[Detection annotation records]
-- START --

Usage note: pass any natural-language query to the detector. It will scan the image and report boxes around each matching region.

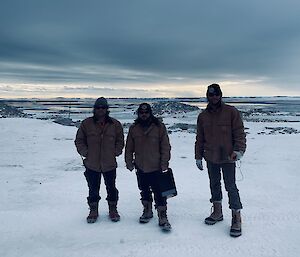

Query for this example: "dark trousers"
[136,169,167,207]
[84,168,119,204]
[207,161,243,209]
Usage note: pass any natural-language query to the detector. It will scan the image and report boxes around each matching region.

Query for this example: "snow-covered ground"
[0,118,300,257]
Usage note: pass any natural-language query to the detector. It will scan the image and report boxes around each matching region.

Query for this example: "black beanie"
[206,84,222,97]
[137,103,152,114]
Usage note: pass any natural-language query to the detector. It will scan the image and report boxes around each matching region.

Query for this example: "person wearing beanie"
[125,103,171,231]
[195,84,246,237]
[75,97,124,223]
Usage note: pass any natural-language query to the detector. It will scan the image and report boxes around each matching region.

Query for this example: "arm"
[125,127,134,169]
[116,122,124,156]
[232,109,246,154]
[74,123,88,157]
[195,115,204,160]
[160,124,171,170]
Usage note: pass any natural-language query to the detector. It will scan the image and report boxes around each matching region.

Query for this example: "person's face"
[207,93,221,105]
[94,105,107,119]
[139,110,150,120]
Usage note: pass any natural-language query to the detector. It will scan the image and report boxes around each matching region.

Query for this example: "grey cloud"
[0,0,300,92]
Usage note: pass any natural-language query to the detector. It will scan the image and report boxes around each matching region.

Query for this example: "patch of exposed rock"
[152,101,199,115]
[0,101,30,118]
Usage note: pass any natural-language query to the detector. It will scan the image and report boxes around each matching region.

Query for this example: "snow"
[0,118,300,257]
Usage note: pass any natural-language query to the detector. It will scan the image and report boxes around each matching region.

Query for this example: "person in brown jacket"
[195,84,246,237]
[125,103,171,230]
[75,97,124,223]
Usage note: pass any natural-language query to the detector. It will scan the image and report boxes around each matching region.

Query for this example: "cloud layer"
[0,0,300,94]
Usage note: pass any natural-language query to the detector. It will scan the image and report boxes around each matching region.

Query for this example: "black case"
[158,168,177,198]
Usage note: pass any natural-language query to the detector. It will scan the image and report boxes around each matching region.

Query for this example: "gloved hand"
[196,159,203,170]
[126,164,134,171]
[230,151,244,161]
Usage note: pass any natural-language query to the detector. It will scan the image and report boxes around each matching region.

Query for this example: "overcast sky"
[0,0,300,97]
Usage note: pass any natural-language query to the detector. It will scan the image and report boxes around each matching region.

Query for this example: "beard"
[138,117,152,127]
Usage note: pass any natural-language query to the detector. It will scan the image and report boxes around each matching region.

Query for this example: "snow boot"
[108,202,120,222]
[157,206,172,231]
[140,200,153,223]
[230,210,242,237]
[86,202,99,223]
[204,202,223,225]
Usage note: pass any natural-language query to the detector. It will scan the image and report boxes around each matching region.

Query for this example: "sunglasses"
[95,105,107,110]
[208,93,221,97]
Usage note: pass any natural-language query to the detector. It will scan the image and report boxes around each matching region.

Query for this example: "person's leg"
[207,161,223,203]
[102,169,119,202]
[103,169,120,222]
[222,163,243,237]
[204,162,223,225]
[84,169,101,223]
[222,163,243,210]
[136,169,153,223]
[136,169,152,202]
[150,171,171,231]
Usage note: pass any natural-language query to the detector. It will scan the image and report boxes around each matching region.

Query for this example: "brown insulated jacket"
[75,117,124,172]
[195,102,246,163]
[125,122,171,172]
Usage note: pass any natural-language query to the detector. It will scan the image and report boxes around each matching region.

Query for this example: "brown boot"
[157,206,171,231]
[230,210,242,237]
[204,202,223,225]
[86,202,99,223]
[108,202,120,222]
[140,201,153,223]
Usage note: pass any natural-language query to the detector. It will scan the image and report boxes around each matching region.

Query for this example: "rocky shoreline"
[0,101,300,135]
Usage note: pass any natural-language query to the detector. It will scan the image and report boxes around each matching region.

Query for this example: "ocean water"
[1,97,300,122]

-- END --
-- START --

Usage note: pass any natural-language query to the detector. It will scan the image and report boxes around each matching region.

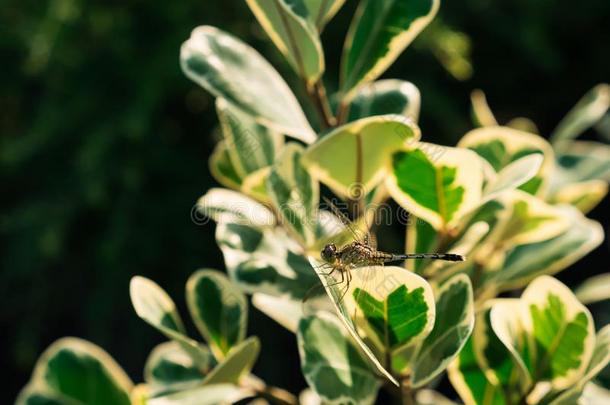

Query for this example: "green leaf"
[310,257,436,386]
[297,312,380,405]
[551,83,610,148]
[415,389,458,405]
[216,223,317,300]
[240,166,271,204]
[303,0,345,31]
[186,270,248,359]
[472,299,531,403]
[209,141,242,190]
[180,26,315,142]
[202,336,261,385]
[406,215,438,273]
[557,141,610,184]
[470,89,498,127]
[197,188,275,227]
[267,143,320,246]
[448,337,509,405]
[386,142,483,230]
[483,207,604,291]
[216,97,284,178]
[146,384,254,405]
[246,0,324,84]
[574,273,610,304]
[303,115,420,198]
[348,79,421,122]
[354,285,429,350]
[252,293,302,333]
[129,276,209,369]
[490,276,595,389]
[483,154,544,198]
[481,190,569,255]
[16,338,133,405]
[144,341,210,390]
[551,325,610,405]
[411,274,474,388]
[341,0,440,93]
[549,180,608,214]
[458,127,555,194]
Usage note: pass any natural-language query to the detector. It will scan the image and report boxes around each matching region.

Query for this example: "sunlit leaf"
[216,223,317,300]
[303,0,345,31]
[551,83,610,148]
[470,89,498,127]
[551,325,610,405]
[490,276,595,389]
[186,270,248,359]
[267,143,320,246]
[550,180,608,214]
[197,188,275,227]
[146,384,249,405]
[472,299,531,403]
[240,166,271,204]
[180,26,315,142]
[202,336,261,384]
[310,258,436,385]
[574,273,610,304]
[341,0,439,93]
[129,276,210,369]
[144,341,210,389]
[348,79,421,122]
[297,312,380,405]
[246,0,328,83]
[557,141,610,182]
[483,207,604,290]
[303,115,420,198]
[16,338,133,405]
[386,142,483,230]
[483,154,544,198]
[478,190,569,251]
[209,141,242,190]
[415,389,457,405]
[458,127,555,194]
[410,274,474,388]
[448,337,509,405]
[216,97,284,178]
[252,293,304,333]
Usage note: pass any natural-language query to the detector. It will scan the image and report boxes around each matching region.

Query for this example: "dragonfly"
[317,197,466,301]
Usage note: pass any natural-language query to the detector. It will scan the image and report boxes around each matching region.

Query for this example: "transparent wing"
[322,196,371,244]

-- END --

Stated task: Please locate each line in the records that contains the string "snow", and copy those lines.

Task response:
Query for this example: "snow-covered ground"
Query for this example: "snow"
Query for this example: "snow boot"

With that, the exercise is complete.